Reproduce all of the data below word for word, omitting the pictures.
:: Input rows ::
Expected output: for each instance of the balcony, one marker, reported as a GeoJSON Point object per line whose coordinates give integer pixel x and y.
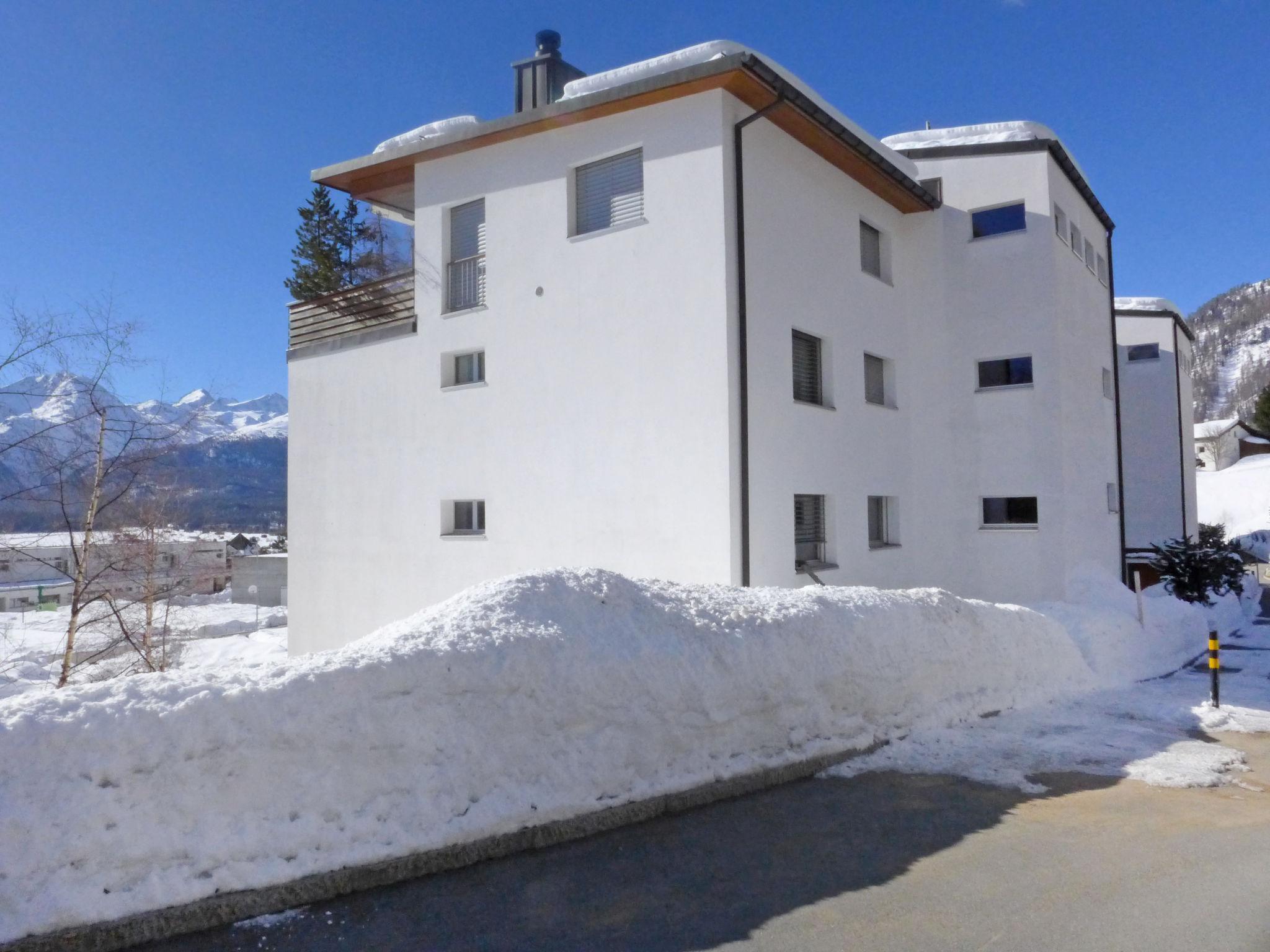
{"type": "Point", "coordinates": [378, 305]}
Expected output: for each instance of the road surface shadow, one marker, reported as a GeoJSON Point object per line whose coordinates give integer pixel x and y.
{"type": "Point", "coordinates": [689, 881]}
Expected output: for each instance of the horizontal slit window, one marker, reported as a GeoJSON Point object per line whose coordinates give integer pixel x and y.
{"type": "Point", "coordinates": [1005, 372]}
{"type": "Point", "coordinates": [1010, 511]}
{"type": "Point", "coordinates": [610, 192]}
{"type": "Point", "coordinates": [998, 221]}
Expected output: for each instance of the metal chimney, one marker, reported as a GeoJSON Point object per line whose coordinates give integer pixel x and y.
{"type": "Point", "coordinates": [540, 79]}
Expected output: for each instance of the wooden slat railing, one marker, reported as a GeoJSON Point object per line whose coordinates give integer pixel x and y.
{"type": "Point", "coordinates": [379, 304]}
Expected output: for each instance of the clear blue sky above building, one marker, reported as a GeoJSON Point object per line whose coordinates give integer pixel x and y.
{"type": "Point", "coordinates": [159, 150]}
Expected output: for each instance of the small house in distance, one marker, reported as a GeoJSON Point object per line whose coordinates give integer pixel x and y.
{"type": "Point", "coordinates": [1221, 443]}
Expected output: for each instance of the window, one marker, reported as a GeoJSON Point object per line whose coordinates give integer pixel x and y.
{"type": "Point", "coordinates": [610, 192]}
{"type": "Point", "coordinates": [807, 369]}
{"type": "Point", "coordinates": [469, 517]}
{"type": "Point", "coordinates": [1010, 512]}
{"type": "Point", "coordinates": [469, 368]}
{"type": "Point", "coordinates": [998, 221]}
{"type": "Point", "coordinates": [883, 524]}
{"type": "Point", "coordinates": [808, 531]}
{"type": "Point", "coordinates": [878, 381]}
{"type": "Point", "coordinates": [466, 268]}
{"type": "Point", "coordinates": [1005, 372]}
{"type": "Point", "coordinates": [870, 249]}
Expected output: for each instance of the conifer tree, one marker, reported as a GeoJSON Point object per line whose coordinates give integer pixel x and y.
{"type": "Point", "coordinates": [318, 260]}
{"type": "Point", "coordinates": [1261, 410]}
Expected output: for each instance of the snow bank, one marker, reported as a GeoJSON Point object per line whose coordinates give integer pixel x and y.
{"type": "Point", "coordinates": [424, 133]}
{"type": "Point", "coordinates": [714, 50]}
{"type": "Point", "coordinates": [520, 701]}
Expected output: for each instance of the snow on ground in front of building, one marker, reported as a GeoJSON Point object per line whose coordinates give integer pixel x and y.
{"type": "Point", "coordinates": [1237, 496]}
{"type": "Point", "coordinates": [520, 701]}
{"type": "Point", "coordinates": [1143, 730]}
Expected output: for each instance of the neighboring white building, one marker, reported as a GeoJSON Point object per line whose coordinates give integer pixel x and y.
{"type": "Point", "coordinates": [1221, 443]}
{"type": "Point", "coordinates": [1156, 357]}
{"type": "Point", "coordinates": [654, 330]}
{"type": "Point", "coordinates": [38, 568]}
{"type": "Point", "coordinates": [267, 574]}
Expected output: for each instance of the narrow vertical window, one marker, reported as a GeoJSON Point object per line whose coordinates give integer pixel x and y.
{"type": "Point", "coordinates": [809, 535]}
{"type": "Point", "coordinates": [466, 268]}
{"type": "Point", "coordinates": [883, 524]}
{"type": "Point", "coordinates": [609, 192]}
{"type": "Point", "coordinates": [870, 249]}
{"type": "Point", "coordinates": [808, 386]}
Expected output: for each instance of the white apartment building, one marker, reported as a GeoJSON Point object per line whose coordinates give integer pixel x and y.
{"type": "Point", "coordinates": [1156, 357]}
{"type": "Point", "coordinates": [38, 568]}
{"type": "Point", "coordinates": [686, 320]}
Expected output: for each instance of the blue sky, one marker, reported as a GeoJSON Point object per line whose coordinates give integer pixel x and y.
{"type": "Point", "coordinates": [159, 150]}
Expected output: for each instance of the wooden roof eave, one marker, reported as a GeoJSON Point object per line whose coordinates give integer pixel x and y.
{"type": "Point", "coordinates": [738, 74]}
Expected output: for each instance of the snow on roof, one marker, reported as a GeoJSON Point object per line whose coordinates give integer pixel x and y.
:::
Solution to this task.
Expected output: for each instance of the balcony, one marker, reported as a GeoJSON Point object per line whose coordinates give integer pixel x and y.
{"type": "Point", "coordinates": [378, 305]}
Expected output: for each instance of the road surface shadow, one marker, reported as a GeoJSON Point object per line whose coordinates give integer pixel x and y.
{"type": "Point", "coordinates": [689, 881]}
Expected output: for each instance of the horizontal slit window, one marker, reported as a GeoJSON Point object per line whose coordinates give integer pixel x and y.
{"type": "Point", "coordinates": [1005, 372]}
{"type": "Point", "coordinates": [1010, 511]}
{"type": "Point", "coordinates": [610, 192]}
{"type": "Point", "coordinates": [998, 221]}
Expected output: for each instance of the metal chimney, one marker, reported as a GeoJSON Point object per line whose coordinates give integer pixel x and y.
{"type": "Point", "coordinates": [540, 79]}
Expected output: for each instance of the wooden slat railing, one marker, reported as a GeoJSON Point object per line whose coordinates give integer pixel x and y.
{"type": "Point", "coordinates": [379, 304]}
Expected output: for each instance of the clear blue sky above building, one marker, reported as a GeoJSON Point object per line whose coordinates give integer pixel x and y.
{"type": "Point", "coordinates": [159, 150]}
Expected output: for each instance of the small house in distance, one marker, reported as a GeoJSON Point object per line whose coordinates give integer pixel x and y.
{"type": "Point", "coordinates": [1221, 443]}
Expected output: for each instance of the window, one marker, reported as a GeoJSON Point object per line whose coordinates give integer pixel x and y.
{"type": "Point", "coordinates": [610, 192]}
{"type": "Point", "coordinates": [807, 369]}
{"type": "Point", "coordinates": [469, 517]}
{"type": "Point", "coordinates": [1010, 512]}
{"type": "Point", "coordinates": [469, 368]}
{"type": "Point", "coordinates": [998, 221]}
{"type": "Point", "coordinates": [883, 524]}
{"type": "Point", "coordinates": [808, 531]}
{"type": "Point", "coordinates": [878, 381]}
{"type": "Point", "coordinates": [466, 268]}
{"type": "Point", "coordinates": [1005, 372]}
{"type": "Point", "coordinates": [870, 249]}
Expected output: for each instance of the conifer tree, one marker, reported as a GeoJSON Point object per line whose coordinates give integer pixel x and y.
{"type": "Point", "coordinates": [318, 260]}
{"type": "Point", "coordinates": [1261, 410]}
Expected output: for each instance of the snow bank, one marker, reported as a GeoJSON Point object per line whose coordinates give integer pixel x and y.
{"type": "Point", "coordinates": [424, 133]}
{"type": "Point", "coordinates": [714, 50]}
{"type": "Point", "coordinates": [520, 701]}
Expected output: for each instance of the snow on ground in front of building, one marker, reported as a GeoJSON Point object per line whose coordinates give integer pixel x and y.
{"type": "Point", "coordinates": [1237, 496]}
{"type": "Point", "coordinates": [520, 701]}
{"type": "Point", "coordinates": [1143, 730]}
Expected output: for each instance of the neighboring white building, one marker, reported as a GeoJSON Point object per line whose coordinates give integer pixel x and y.
{"type": "Point", "coordinates": [1221, 443]}
{"type": "Point", "coordinates": [1156, 357]}
{"type": "Point", "coordinates": [654, 330]}
{"type": "Point", "coordinates": [38, 568]}
{"type": "Point", "coordinates": [267, 574]}
Expected output: for each instance of the narrow vertical window, one marker, reported as a GeoJSON Point object per line whose coordinates give integer pixel x and y.
{"type": "Point", "coordinates": [809, 535]}
{"type": "Point", "coordinates": [466, 268]}
{"type": "Point", "coordinates": [883, 524]}
{"type": "Point", "coordinates": [609, 192]}
{"type": "Point", "coordinates": [870, 249]}
{"type": "Point", "coordinates": [808, 386]}
Expected output: for each instance of the white apartment building, one marker, reported as a GeoJSON Point object per line whose coordinates give integer pixel x and y.
{"type": "Point", "coordinates": [1156, 357]}
{"type": "Point", "coordinates": [38, 568]}
{"type": "Point", "coordinates": [686, 320]}
Expected output: for each instance of the blue sky, one marker, reported as a GeoJSON Point object per line whose coordinates give integer pixel x and y.
{"type": "Point", "coordinates": [159, 150]}
Expected output: for each instance of the wooden roof eave, one marker, reported as a GeoJSON Point object per line whose coordinates give integer pixel x and y.
{"type": "Point", "coordinates": [738, 74]}
Expected output: for each instance of the snow on roof, one marker, reported as a GeoJSON Point object per line whose coordinates give integer pixel x and y.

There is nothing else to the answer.